DIRECTION: The records below need retyping in full; give them again exactly.

##### DATASET #####

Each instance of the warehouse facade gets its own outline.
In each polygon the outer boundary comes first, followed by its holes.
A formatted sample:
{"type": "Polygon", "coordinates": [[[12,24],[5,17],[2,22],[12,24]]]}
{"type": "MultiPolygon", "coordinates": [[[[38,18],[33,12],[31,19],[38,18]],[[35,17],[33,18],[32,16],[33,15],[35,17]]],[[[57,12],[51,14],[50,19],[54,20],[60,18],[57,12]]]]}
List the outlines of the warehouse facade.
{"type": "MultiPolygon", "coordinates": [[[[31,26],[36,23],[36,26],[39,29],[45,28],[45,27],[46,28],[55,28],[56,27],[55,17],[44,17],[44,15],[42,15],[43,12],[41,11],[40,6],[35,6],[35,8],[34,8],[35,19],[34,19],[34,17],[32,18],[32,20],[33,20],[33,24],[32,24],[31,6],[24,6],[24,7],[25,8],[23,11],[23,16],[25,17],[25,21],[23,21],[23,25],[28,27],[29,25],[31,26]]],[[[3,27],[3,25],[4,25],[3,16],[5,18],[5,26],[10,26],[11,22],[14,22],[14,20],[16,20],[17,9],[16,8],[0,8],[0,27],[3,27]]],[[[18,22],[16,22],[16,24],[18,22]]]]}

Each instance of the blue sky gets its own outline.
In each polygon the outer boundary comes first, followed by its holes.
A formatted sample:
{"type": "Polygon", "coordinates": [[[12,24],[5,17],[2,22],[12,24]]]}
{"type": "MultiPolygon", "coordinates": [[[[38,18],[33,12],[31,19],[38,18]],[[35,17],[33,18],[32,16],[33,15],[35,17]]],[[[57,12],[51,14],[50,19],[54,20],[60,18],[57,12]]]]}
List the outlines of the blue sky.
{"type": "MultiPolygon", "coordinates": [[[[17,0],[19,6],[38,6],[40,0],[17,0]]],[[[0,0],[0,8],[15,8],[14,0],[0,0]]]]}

#####

REPLY:
Each instance of the warehouse facade gets its own outline.
In each polygon the outer boundary comes first, followed by its holes.
A formatted sample:
{"type": "Polygon", "coordinates": [[[12,24],[5,17],[2,22],[12,24]]]}
{"type": "MultiPolygon", "coordinates": [[[[38,18],[33,12],[31,19],[38,18]],[[35,17],[33,18],[32,16],[33,15],[35,17]]],[[[57,12],[51,14],[50,19],[54,20],[60,18],[57,12]]]]}
List the outlines of the warehouse facade.
{"type": "MultiPolygon", "coordinates": [[[[31,26],[36,23],[36,26],[39,29],[45,28],[45,27],[46,28],[55,28],[56,27],[55,17],[44,17],[44,15],[42,15],[43,12],[41,11],[40,6],[35,6],[35,8],[34,8],[35,19],[34,19],[34,17],[32,18],[32,20],[33,20],[33,24],[32,24],[31,6],[24,6],[24,7],[25,8],[23,11],[23,16],[25,17],[25,21],[23,21],[23,25],[28,27],[29,25],[31,26]]],[[[3,27],[3,25],[4,25],[3,16],[5,18],[5,26],[10,26],[11,22],[14,22],[14,20],[16,20],[17,9],[16,8],[0,8],[0,27],[3,27]]],[[[18,22],[16,22],[16,24],[18,22]]]]}

Each instance of the blue sky gets its own outline.
In each polygon the outer boundary comes first, followed by its holes.
A formatted sample:
{"type": "Polygon", "coordinates": [[[12,24],[5,17],[2,22],[12,24]]]}
{"type": "MultiPolygon", "coordinates": [[[[38,18],[33,12],[31,19],[38,18]],[[35,17],[33,18],[32,16],[33,15],[35,17]]],[[[57,12],[51,14],[50,19],[54,20],[60,18],[57,12]]]]}
List the outlines of the blue sky.
{"type": "MultiPolygon", "coordinates": [[[[17,0],[19,6],[38,6],[40,0],[17,0]]],[[[0,0],[0,8],[15,8],[14,0],[0,0]]]]}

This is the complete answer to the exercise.